__Exercise aim__
Copy the lines from the start of the records below through the line containing "[locate] the pomegranate", both included, and leave out the pictures.

__Provided records__
-------------------------

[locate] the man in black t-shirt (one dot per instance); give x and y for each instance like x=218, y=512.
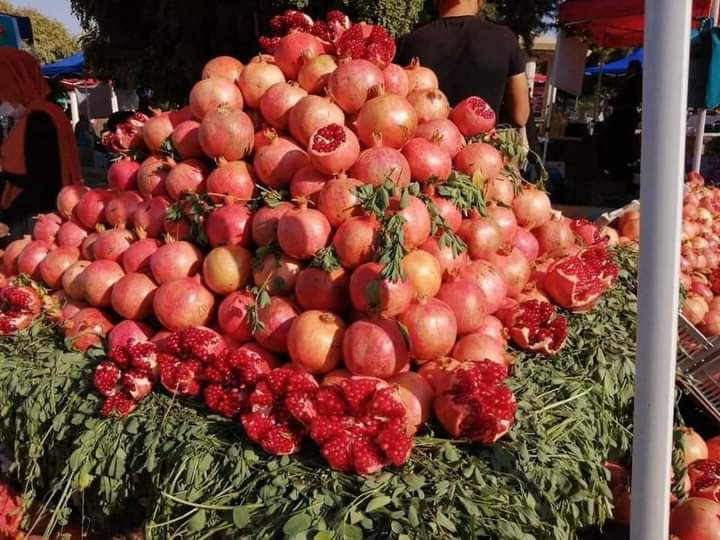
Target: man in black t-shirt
x=472, y=57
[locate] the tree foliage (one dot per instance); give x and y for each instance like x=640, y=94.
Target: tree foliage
x=164, y=43
x=52, y=40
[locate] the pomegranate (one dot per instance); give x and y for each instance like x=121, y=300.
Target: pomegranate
x=275, y=319
x=122, y=174
x=278, y=101
x=423, y=271
x=265, y=221
x=175, y=260
x=443, y=133
x=432, y=328
x=473, y=116
x=428, y=161
x=230, y=225
x=186, y=177
x=467, y=301
x=277, y=162
x=375, y=348
x=68, y=197
x=420, y=78
x=227, y=269
x=90, y=209
x=257, y=77
x=315, y=72
x=53, y=266
x=87, y=328
x=233, y=318
x=302, y=232
x=333, y=149
x=390, y=116
x=152, y=174
x=324, y=291
x=150, y=216
x=226, y=134
x=121, y=209
x=231, y=180
x=373, y=294
x=489, y=280
x=479, y=158
x=379, y=163
x=224, y=67
x=210, y=94
x=98, y=280
x=310, y=114
x=396, y=80
x=477, y=404
x=132, y=296
x=111, y=245
x=350, y=85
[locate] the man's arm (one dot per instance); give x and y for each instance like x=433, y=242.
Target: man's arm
x=517, y=100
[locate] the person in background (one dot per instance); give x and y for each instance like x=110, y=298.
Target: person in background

-------------------------

__Answer for this exercise__
[locate] the man in black t-shirt (one dot per instance); give x and y for each instance like x=218, y=512.
Target: man in black t-shirt
x=472, y=57
[locate] the tree foliage (one dot per instance); give x and y for each instance like x=640, y=94.
Target: tree foliage
x=164, y=43
x=52, y=40
[locate] the pomegranate (one dot per instance); give x and y for each instance like x=121, y=300.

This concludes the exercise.